### Given task
Resume the passage on Trump's language and Orwell's 1984, writing on from its final sentence.

# Start of Passage to read

George Orwell warns us in his dystopian novel 1984 that authoritarianism begins with language. In the novel, “newspeak” is language twisted to deceive, seduce and undermine the ability of people to think critically and freely.

Donald Trump’s unapologetic bigoted language made headlines again Thursday when it was reported he told lawmakers working on a new immigration policy that the United States shouldn’t accept people from “shithole countries” like Haiti. Given his support for white nationalism and his coded call to “Make America Great (White) Again,” Trump’s overt racist remarks reinforce echoes of white supremacy reminiscent of fascist dictators in the 1930s.

His remarks about accepting people from Norway smack of an appeal to the sordid discourse of racial purity. There is much more at work here than a politics of incivility. Behind Trump’s use of vulgarity and his disparagement of countries that are poor and non-white lies the terrifying discourse of white supremacy, ethnic cleansing and the politics of disposability. This is a vocabulary that considers some individuals and groups not only faceless and voiceless, but excess, redundant and subject to expulsion. The endpoint of the language of disposability is a form of social death, or even worse.

As authoritarianism gains strength, the formative cultures that give rise to dissent become more embattled, along with the public spaces and institutions that make conscious critical thought possible.

Words that speak to the truth to reveal injustices and provide informed critical analysis begin to disappear, making it all the more difficult, if not dangerous, to judge, think critically and hold dominant power accountable. Notions of virtue, honour, respect and compassion are policed, and those who advocate them are punished.

I think it’s fair to argue that Orwell’s nightmare vision of the future is no longer fiction in the United States. Under Trump, language is undergoing a shift: It now treats dissent, critical media coverage and scientific evidence as a species of “fake news.”

The Trump administration, in fact, views the critical media as the “enemy of the American people.” Trump has repeated this view of the media so often that almost a third of Americans now believe it and support government-imposed restrictions on the media, according to a Poynter survey.

Thought crimes and fake news

Trump’s cries of “fake news” work incessantly to set limits on what is thinkable. Reason, standards of evidence, consistency and logic no longer serve the truth, according to Trump, because the latter are crooked ideological devices used by enemies of the state. Orwell’s “thought crimes” are Trump’s “fake news.” Orwell’s “Ministry of Truth” is Trump’s “Ministry of Fake News.”

The notion of truth is viewed by this president as a corrupt tool used by the critical media to question his dismissal of legal checks on his power, particularly his attacks on judges, courts and any other governing institutions that will not promise him complete and unchecked loyalty.

For Trump, intimidation takes the place of unquestioned loyalty when he does not get his way, revealing a view of the presidency that is more about winning than about governing.

One consequence is the myriad practices by which Trump gleefully humiliates and punishes his critics, wilfully engages in shameful acts of self-promotion and unapologetically enriches his financial coffers.

Under Trump, the language of civic literacy and democracy has become unmoored from critical reason, informed debate and the weight of scientific evidence, and is now being reconfigured and tied to pageantry, political theatre and a deep-seated anti-intellectualism.

One consequence, as language begins to function as a tool of state repression, is that matters of moral and political responsibility disappear and injustices proliferate.

# End of Passage to read
# Start of Stored records

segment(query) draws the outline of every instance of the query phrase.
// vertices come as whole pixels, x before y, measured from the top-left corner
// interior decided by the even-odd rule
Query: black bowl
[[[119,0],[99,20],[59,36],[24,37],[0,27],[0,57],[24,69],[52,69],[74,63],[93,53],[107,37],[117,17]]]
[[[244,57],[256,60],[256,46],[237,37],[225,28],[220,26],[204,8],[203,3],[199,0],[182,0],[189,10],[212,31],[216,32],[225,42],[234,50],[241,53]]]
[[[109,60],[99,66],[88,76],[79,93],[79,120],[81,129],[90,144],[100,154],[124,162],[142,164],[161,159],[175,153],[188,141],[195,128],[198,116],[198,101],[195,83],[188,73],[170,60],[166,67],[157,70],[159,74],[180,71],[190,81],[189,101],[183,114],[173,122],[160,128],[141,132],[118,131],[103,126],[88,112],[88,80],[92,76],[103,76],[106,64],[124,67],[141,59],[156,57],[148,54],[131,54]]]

# End of Stored records

### Task answer
Fascism starts with words

What is crucial to remember here, as authoritarianism expert Ruth Ben-Ghiat notes, is that fascism starts with words. Trump’s use of language and his manipulative use of the media as political spectacle are disturbingly similar to earlier periods of propaganda, censorship and repression.

Under fascist regimes, the language of brutality and culture of cruelty was normalized through the proliferation of strident metaphors of war, battle, expulsion, racial purity and demonization.

As German historians such as Richard J. Evans and Victor Klemperer have made clear, dictators like Adolf Hitler did more than simply corrupt the language of a civilized society, they also banned words.

Soon afterwards, the Nazis banned books and the critical intellectuals who wrote them. They then imprisoned those individuals who challenged Nazi ideology and the state’s systemic violations of civil rights.

The end point was an all-embracing discourse of disposability — the emergence of concentration camps and genocide fuelled by a politics of racial purity and social cleansing.

Echoes of the formative stages of such actions are upon us now. An American-style neo-fascism appears to be engulfing the United States after simmering in the dark for years.

President Donald Trump stands on the field for the U.S. national anthem before the start of the NCAA National Championship game at Mercedes-Benz Stadium between Georgia and Alabama on Jan. 8 in Atlanta. (AP Photo/Andrew Harnik)

More than any other president, Trump has normalized the notion that the meaning of words no longer matters, nor do traditional sources of facts and evidence. In doing so, he has undermined the relationship between engaged citizenship and the truth, and has relegated matters of debate and critical assessment to a spectacle of bombast, threats, intimidation and sheer fakery.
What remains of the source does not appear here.